## Problem to work on:
All that should appear is the run of lines from the one containing "the concrete parapet" through the end of the records, each repeated exactly.

## Recorded data:
--------

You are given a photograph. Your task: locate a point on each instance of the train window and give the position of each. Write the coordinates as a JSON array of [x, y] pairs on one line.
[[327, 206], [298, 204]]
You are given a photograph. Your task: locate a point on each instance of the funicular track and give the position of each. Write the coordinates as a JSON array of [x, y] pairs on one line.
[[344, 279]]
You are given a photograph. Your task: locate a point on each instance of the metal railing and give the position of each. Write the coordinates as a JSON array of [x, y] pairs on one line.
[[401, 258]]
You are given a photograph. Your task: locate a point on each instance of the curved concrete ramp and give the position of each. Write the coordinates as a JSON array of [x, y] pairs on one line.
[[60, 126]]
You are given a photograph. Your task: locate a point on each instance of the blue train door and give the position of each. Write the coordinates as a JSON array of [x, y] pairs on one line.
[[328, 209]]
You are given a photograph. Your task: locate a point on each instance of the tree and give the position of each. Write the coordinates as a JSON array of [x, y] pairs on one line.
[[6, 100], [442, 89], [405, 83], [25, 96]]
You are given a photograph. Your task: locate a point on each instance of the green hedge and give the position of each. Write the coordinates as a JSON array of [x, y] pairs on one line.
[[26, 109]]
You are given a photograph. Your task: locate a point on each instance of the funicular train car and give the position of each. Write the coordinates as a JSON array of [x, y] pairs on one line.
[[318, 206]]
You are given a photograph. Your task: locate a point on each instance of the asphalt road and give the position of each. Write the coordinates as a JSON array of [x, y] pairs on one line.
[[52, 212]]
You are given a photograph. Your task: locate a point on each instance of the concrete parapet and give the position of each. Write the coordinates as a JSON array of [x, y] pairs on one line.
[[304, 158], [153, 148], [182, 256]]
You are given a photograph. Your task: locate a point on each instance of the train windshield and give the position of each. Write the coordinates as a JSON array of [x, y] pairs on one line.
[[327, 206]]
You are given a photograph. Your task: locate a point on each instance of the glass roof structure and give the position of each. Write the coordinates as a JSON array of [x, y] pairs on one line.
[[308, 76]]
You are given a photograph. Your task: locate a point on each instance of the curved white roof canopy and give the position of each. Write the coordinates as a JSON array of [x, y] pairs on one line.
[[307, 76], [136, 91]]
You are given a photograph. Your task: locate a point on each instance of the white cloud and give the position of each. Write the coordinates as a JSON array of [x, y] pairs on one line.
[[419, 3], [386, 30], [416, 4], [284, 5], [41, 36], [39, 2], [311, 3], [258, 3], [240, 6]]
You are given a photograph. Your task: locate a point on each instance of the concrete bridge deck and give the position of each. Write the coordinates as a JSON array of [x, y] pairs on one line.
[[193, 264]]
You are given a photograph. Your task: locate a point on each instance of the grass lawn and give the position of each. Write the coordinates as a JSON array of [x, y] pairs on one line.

--------

## Exercise output:
You are given a photograph. Your task: locate a point on each instance of the concrete parapet and give the position of each. Write the coordinates as a JSON array of [x, y] pairs on one line.
[[304, 158], [153, 148], [182, 256]]
You are given a photograph. Your task: locate a point on each instance of the train windshield and give the position of each. Write the coordinates as a JSON array of [x, y] pairs on one line.
[[327, 206]]
You are given a photograph. Your task: locate a point on each instance of the glass roof structure and give the position of each. Write the coordinates as a JSON array of [x, y] pairs on one line.
[[308, 76]]
You are given a photograph. Your task: locate a point on each instance of the curved white roof canopy and give the position of each. Write the coordinates as a JSON array of [x, y] pairs on one line.
[[307, 76], [136, 91]]
You are given a photograph. Your task: locate a point on each instance of the white cloud and give the position of each. Write the coordinates as a JSON array of [x, y] pairs on one line.
[[419, 3], [386, 30], [416, 4], [284, 5], [41, 36], [39, 2], [311, 3], [258, 3], [240, 6]]
You are given a photograph. Your task: locate a point on each instance of the concrete bridge deck and give the position of each. Write the coordinates as a JSON array of [x, y] pairs on one line.
[[193, 264]]
You are given a photograph. Your task: locate a point on each instance of the grass lawn and give the position of each. Write the coordinates as a JSON array of [x, y] pairs on one line.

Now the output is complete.